• **MATERIAL TO PROCESS**
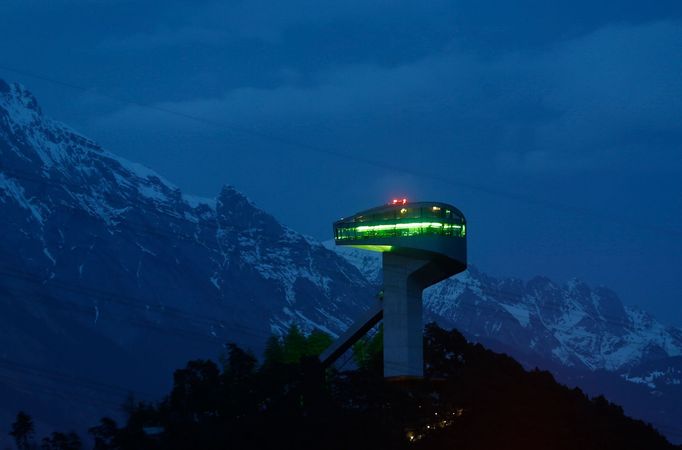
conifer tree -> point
(23, 431)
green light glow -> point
(399, 229)
(374, 248)
(405, 226)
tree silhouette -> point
(62, 441)
(23, 431)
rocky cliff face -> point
(109, 272)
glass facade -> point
(404, 220)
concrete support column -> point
(403, 328)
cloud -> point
(607, 100)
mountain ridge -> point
(110, 272)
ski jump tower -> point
(421, 243)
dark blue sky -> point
(556, 128)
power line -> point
(311, 148)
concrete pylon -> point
(422, 243)
(405, 278)
(403, 323)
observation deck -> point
(424, 230)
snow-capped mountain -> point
(571, 324)
(111, 277)
(584, 335)
(108, 272)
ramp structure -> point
(422, 243)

• **THE REQUEST**
Please write out every line of the data above again, multiplying each coordinate by 1.95 and rounding to the nearest whole number, with halves rounded up. Leave the pictures out.

• **RESPONSE TO THE EXERCISE**
conifer tree -> point
(45, 840)
green light glow -> point
(778, 447)
(729, 484)
(790, 441)
tree silhouette -> point
(121, 860)
(45, 840)
rocky cliff face -> point
(213, 530)
glass facade -> point
(788, 429)
concrete support column -> point
(786, 640)
cloud -> point
(1184, 195)
mountain ridge -> point
(215, 530)
ski jump tower -> point
(821, 474)
dark blue sky -> point
(1084, 250)
power line -> point
(606, 289)
concrete pylon -> point
(823, 474)
(790, 542)
(786, 630)
observation deck -> point
(827, 449)
snow-capped mountain -> point
(1113, 632)
(216, 540)
(1139, 653)
(211, 530)
ramp structure -> point
(823, 474)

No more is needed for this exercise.